● **Passage for review**
----

Max Smith started his leather-working business, Alehoof Leather Company, to bring affordable sex-positive leather items to LGBTQ people in rural areas. Now he’s reaching the world through social media.
With just a desk to work on and a dresser full of supplies, Max Smith’s bedroom is his workshop. All by hand, Smith cuts out designs from strips of leather, dyes the materials, and handcrafts belts, wallets, collars, strap-on harnesses, and other sex-positive leather items.
Smith has been doing this for more than three years. He now operates officially under the name Alehoof Leather Company, a business he says started as a way to help alleviate the cost of poorly designed sex-positive items for queer people in rural areas.
“Living in rural Appalachia, you kind of have to make do with what you have,” said Smith, who lived in Staunton, Virginia when he started the business. “Most don’t have the luxury of getting on the city bus and going to a sex shop — and even if they did, it is so expensive.”

Understanding the lack of access to these items and the role body dysmorphia plays in the queer community, Smith decided he wanted to learn the art of leather work in order to help queer persons.
“Sex-positivity is huge in my life, and I think it’s important to be able to express yourself,” Smith said. “Especially with trans people, it’s so important to feel more like yourself and have the sexual experience you want.” Smith, who is a trans person himself, uses the profits from his leather-working business to build a fund for his own top surgery.
A handmade leather harness can sell for upwards $200 on sites like Etsy; however, in a deliberate attempt to keep his work affordable, Smith sells his harnesses for only $70.

----

● **Study material**
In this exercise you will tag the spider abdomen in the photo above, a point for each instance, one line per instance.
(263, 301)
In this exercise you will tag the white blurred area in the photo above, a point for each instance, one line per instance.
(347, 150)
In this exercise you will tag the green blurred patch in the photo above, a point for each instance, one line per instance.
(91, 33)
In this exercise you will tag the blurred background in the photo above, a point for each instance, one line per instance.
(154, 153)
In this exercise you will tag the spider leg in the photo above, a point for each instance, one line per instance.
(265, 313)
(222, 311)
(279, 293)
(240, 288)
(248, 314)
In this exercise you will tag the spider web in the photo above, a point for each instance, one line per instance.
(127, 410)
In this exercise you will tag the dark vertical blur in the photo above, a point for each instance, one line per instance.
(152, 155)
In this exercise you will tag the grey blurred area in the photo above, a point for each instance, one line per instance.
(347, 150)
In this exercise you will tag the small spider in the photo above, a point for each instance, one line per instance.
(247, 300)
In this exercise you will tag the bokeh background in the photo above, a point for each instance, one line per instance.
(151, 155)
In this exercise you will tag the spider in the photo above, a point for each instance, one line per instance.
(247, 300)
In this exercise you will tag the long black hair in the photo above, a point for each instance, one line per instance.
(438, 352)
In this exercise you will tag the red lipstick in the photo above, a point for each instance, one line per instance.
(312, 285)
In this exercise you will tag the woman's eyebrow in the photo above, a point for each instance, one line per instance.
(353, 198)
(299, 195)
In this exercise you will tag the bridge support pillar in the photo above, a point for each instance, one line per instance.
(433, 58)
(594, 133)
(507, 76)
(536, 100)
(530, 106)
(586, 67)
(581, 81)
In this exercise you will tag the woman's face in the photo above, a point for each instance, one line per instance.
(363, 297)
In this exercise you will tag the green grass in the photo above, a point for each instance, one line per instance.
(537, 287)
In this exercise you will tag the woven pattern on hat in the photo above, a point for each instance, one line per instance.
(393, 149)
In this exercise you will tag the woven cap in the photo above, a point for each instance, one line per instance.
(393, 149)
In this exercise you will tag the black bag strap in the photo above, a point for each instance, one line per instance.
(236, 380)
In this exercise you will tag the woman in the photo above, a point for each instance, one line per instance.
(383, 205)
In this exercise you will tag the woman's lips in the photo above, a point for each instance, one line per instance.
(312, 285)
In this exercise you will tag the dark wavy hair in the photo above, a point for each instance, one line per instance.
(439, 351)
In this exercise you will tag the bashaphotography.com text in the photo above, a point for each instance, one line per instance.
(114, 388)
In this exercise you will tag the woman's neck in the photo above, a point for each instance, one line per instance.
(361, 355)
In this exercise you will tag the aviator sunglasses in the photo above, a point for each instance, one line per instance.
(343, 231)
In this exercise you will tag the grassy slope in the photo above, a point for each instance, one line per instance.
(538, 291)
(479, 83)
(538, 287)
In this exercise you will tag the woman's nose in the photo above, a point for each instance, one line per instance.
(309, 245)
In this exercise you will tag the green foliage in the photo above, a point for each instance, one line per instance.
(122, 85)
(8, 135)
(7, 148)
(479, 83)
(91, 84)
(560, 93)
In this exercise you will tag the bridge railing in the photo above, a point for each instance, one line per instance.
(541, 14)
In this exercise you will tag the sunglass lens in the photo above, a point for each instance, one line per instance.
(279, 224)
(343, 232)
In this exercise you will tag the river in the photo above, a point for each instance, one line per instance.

----

● **Work task 1**
In the article about Alehoof Leather Company, what price does Smith charge for his harnesses?
● **Work task 2**
Update the Alehoof Leather Company article starting at "Max Smith started" and ending at "sex-positive leather items.", with "bedroom" changed to "basement".

● **Solution 1**
$70

● **Solution 2**
Max Smith started his leather-working business, Alehoof Leather Company, to bring affordable sex-positive leather items to LGBTQ people in rural areas. Now he’s reaching the world through social media.
With just a desk to work on and a dresser full of supplies, Max Smith’s basement is his workshop. All by hand, Smith cuts out designs from strips of leather, dyes the materials, and handcrafts belts, wallets, collars, strap-on harnesses, and other sex-positive leather items.